Segment Open

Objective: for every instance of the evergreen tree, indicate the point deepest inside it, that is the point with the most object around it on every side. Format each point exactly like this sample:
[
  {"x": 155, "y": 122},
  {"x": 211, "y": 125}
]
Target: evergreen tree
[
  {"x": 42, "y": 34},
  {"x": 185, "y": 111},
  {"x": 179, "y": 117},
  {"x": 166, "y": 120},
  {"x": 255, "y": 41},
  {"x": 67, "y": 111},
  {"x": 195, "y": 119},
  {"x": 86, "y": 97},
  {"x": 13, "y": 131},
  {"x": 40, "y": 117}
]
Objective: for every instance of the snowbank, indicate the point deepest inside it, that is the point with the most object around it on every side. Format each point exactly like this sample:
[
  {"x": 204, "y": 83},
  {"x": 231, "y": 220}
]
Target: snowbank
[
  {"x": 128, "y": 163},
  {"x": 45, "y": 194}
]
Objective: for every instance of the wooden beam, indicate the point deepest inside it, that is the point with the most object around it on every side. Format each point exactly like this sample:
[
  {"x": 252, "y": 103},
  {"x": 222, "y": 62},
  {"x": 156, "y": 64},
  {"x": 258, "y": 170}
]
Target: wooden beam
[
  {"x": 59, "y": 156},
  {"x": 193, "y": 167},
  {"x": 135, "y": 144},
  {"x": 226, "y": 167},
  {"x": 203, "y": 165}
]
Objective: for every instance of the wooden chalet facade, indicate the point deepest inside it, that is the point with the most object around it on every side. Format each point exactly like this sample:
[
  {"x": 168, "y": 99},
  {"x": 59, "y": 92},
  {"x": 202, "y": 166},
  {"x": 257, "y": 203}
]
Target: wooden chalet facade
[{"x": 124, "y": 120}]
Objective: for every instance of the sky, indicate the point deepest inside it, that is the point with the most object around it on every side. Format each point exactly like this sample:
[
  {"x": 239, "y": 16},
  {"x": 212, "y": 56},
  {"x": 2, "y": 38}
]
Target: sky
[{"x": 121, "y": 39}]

Segment Closed

What you need to do. Reproduce the complete data exactly as presented above.

Your solution.
Objective: for every instance of the evergreen tree, indicate the point deepest inside it, that is the point with the most object around it on every side. Format each point exactly like this sample:
[
  {"x": 155, "y": 122},
  {"x": 211, "y": 125}
]
Target: evergreen tree
[
  {"x": 42, "y": 34},
  {"x": 185, "y": 111},
  {"x": 179, "y": 117},
  {"x": 166, "y": 120},
  {"x": 255, "y": 41},
  {"x": 67, "y": 111},
  {"x": 195, "y": 119},
  {"x": 86, "y": 97},
  {"x": 13, "y": 131},
  {"x": 40, "y": 117}
]
Objective: for every instance of the snowbank, indicate the point deepest inside it, that is the point with the most object around it on every side. Format each point exactly like this sample:
[
  {"x": 204, "y": 83},
  {"x": 231, "y": 220}
]
Target: snowbank
[
  {"x": 128, "y": 163},
  {"x": 45, "y": 194}
]
Objective: for every instance of the wooden beam, indicate the point deepest inside it, that is the point with the most object around it on every side. Format each point exactly like this sample:
[
  {"x": 252, "y": 103},
  {"x": 222, "y": 62},
  {"x": 156, "y": 64},
  {"x": 258, "y": 170}
]
Target: wooden beam
[
  {"x": 59, "y": 156},
  {"x": 193, "y": 167},
  {"x": 135, "y": 144},
  {"x": 226, "y": 167},
  {"x": 203, "y": 165}
]
Objective: for every instance of the wooden chalet facade, indicate the point deepest inside it, that is the point with the most object around it on every side. Format each point exactly like this sample:
[
  {"x": 168, "y": 99},
  {"x": 59, "y": 92},
  {"x": 202, "y": 166},
  {"x": 257, "y": 203}
]
Target: wooden chalet facade
[{"x": 124, "y": 120}]
Objective: for every instance of the sky, indicate the point deepest inside it, that is the point with the most object around it on every side. Format each point exactly like this sample:
[
  {"x": 239, "y": 16},
  {"x": 212, "y": 56},
  {"x": 2, "y": 38}
]
Target: sky
[{"x": 121, "y": 39}]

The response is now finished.